*Set problem 1*.
Reproduce the PyTorch Lightning text below, starting with "PyTorch Lightning is" and going on through "any code changes.".
*Set problem 2*.
In the PyTorch Lightning text below, what does Lightning leave to the user while automating the rest of the boilerplate code?

[begin Text block]

# Pytorch Lightning

PyTorch has all you need to train your models; however, there’s much more to deep learning than attaching layers. When it comes to the actual training, there’s a lot of boilerplate code that one needs  to write. We have already seen this in our previous examples. This includes things like transferring data from CPU to GPU, implementing the training driver, etc.  Additionally, if one needs to scale training/inferencing on multiple devices/machines, there’s another set of integrations that often need to be done.

PyTorch Lightning is a solution that provides the APIs required to build models, datasets, and so on. The idea is that Lightning leaves the research logic to you while automating the rest of the boilerplate code. Additionally, features like multi-GPU training, FP16, training on TPU are brought in inherently by Lightning without requiring any code changes.

[end Text block]
[begin Given information]

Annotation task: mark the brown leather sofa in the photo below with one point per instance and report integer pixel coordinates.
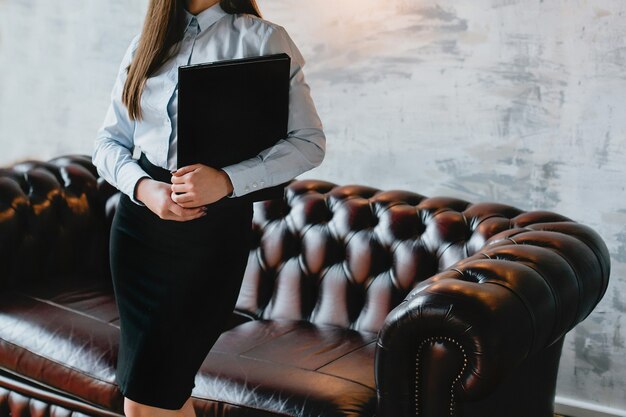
(356, 302)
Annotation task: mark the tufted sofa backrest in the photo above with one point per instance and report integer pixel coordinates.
(341, 255)
(347, 255)
(52, 221)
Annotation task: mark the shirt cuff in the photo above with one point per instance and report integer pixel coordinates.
(247, 176)
(130, 173)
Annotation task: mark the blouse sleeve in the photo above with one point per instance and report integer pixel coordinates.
(305, 145)
(113, 146)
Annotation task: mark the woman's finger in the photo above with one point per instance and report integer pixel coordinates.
(178, 180)
(182, 211)
(184, 170)
(182, 198)
(180, 188)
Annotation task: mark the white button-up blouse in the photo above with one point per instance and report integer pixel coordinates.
(211, 35)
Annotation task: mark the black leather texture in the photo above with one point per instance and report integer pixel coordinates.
(356, 301)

[end Given information]

*Right answer 1*.
PyTorch Lightning is a solution that provides the APIs required to build models, datasets, and so on. The idea is that Lightning leaves the research logic to you while automating the rest of the boilerplate code. Additionally, features like multi-GPU training, FP16, training on TPU are brought in inherently by Lightning without requiring any code changes.

*Right answer 2*.
The research logic.